The data section start

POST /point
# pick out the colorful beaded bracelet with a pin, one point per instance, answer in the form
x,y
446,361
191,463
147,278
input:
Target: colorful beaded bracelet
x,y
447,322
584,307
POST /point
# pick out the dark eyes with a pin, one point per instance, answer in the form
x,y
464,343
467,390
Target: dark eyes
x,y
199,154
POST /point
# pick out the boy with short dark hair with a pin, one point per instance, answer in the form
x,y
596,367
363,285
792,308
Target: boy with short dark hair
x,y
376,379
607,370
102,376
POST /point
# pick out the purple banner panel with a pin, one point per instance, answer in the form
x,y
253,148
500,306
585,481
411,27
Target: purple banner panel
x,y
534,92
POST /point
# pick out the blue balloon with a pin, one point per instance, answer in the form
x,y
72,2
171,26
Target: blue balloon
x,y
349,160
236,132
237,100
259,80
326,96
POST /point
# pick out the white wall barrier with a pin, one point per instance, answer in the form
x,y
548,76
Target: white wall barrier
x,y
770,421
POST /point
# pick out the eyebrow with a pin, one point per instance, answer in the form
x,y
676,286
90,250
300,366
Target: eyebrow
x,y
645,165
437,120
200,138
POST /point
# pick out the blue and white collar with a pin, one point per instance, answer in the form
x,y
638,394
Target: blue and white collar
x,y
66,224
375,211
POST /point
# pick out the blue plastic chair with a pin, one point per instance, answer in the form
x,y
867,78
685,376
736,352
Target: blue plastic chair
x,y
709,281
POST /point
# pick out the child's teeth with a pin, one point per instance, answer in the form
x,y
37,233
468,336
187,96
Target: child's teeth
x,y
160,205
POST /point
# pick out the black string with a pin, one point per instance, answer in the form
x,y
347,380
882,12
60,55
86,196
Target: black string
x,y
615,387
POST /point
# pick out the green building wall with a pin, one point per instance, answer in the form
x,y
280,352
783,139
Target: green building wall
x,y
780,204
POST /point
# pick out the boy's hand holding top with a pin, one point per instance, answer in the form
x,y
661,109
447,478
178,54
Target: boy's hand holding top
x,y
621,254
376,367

The data section end

- _Problem details_: Word for word and line for line, give the material again.

- _Response_:
POST /point
# pick out the colorful beaded bracelet with a pin, one point per instance, answer in the form
x,y
446,361
191,463
147,278
input:
Target: colorful beaded bracelet
x,y
447,322
584,307
POST /point
# pick out the dark eyes with a pin, one point per instance, answer in the form
x,y
464,343
467,390
Target: dark eyes
x,y
199,154
POST /point
# pick out the boy with short dark hair with a pin, one point per instance, answer in the form
x,y
596,367
363,285
792,308
Target: boy with short dark hair
x,y
376,379
607,370
102,376
POST /point
# pick out the purple banner panel with a pin, one point per instance, answer in the form
x,y
253,148
500,306
585,481
411,27
Target: purple banner panel
x,y
534,92
POST /point
# pick out the blue balloon with a pin, one point per instance, answer in the form
x,y
72,2
171,26
Target: blue balloon
x,y
349,160
236,132
237,100
259,80
326,96
POST /point
# pick out the white wall barrier with a pin, one point per instance, answer in the form
x,y
548,76
Target: white wall barrier
x,y
770,421
POST /point
# pick out the eyebrow with a pin, one point per instance, answer in the form
x,y
676,286
90,250
300,366
Target: eyebrow
x,y
645,165
437,120
200,138
POST /point
# pick out the blue and white collar with a pin, one point per instance, answer in the form
x,y
638,394
Target: blue and white collar
x,y
66,224
375,211
POST /point
# pick out the blue plastic chair with a pin, one point per instance, answer in the form
x,y
867,78
685,376
736,352
Target: blue plastic chair
x,y
709,281
POST /point
# pick out the child's teeth with a pin, one point per instance, answer in the form
x,y
37,233
468,336
187,96
Target: child's teeth
x,y
160,205
POST /point
# pick out the black string with a pin, one point per instance, answer in the form
x,y
347,380
882,12
60,55
86,196
Target: black string
x,y
615,387
POST /point
# pick out the green building wall with a pin, one point per instance, answer in the form
x,y
280,352
783,139
Target: green building wall
x,y
780,204
POST /point
# pick out the boy's hand holding top with a pin, one point per instance, answer in the form
x,y
661,109
447,478
178,54
Target: boy's hand holding top
x,y
621,254
376,367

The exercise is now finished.